▶ [SELECTED EXTRACT]:
Stockholm is Sweden’s economic and cultural center. The city, a sprawling archipelago of 14 islands, is known for its Royal Palace and waterside City Hall where Nobel Prize banquets are held. Did you know that Stockholm is built on 14 islands connected by 57 bridges? The bright city holds claims to being the “Capital of Scandinavia.”
Copenhagen began as a 12th-century fishing village. Today, visitors can enjoy a modern city rich in history. Main sights include the 17th century Stock Exchange and the Mermaid Statue commemorating Hans Christian Andersen. Copenhagen, Denmark, the many colorful houses and exclusive buildings surrounding the Nyhavn canal are nearly 350 years old.
The Best Things to See in Scandinavia
The Little Mermaid in Copenhagen, Denmark
The Little Mermaid in Copenhagen is the most popular tourist attraction in Denmark and one of the most photographed statues in the world. The famous statue in Copenhagen's harbor commemorates the Hans Christian Andersen story of the mermaid who gave up her life for the love of a prince.
The Aurora Borealis
Northern Lights in Scandinavia
One of the most spectacular things you can see in Scandinavia? The Aurora Borealis, or Northern Lights!
The fascinating lights are most likely to be seen above the Arctic Circle in Northern Scandinavia, Finland, and Iceland during cold winter nights when skies are very clear. Northern Norway is considered the most comfortable and interesting place to see the northern lights. Though you're never guaranteed a show, the best time to go hunting for the lights is approximately from October until the end of March.
Castles in Scandinavia
Vittskövle Castle, Sweden
Vittskövle Castle is one of the best-preserved Renaissance castles in the Nordic countries. Erected in the 16th-century as a defense structure., it is now a private residence.

▶ [DATASET RECORDS]:
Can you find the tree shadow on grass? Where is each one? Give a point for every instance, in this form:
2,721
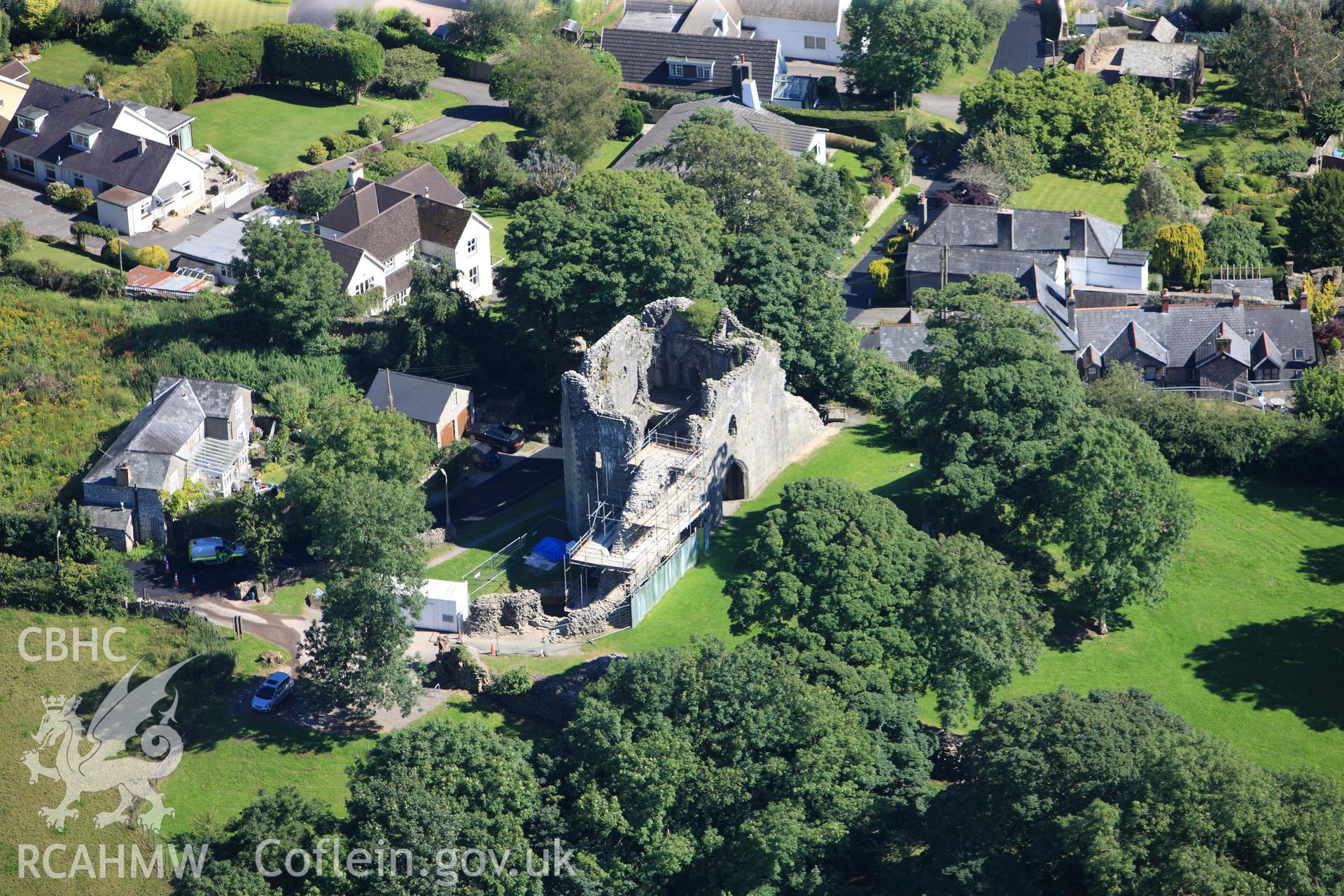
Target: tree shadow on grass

...

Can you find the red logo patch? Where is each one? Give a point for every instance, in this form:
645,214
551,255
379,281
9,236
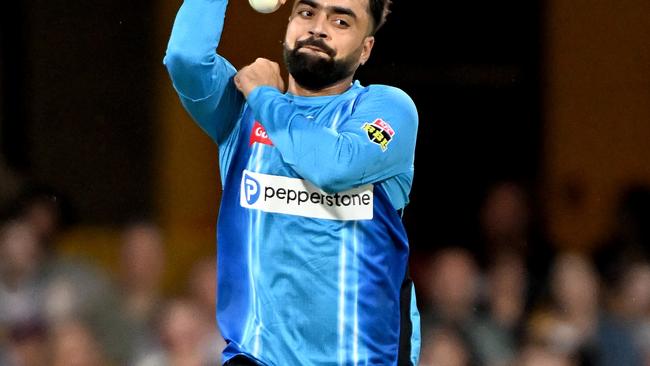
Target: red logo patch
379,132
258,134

...

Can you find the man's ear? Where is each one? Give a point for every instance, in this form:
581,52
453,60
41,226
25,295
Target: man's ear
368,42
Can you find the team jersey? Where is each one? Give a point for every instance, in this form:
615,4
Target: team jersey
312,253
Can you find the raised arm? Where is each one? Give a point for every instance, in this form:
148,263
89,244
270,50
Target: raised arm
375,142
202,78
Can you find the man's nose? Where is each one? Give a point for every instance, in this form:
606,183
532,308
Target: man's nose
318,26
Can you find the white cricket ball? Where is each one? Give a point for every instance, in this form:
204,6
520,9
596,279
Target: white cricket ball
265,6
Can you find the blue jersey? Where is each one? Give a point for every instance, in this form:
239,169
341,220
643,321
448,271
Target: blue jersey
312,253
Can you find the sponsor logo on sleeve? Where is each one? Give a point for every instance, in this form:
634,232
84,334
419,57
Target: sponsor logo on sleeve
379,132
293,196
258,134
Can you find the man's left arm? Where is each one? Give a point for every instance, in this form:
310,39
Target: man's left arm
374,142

▶ [STUDY QUESTIONS]:
A – In the Scandinavia travel text, turn the paragraph that begins "The fascinating lights are most likely" into a short list that keeps its main facts.
B – Write out a part of the Scandinavia travel text word for word. Begin at the words "The Best Things" and stop after "of a prince.".
C – Answer these questions from the Scandinavia travel text:
(i) How many bridges connect Stockholm's islands?
(ii) In what century did Copenhagen begin as a fishing village?
(iii) What period is given as the best time to go looking for the northern lights?

▶ [ANSWERS FOR EACH ITEM]:
A –
- The lights are most likely seen above the Arctic Circle in Northern Scandinavia, Finland, and Iceland.
- They appear on cold winter nights when skies are very clear.
- Northern Norway is considered the most comfortable and interesting place to see them.
- A show is never guaranteed.
- The best time to look for them is approximately October until the end of March.

B –
The Best Things to See in Scandinavia
The Little Mermaid in Copenhagen, Denmark
The Little Mermaid in Copenhagen is the most popular tourist attraction in Denmark and one of the most photographed statues in the world. The famous statue in Copenhagen's harbor commemorates the Hans Christian Andersen story of the mermaid who gave up her life for the love of a prince.

C –
(i) 57
(ii) The 12th century
(iii) Approximately from October until the end of March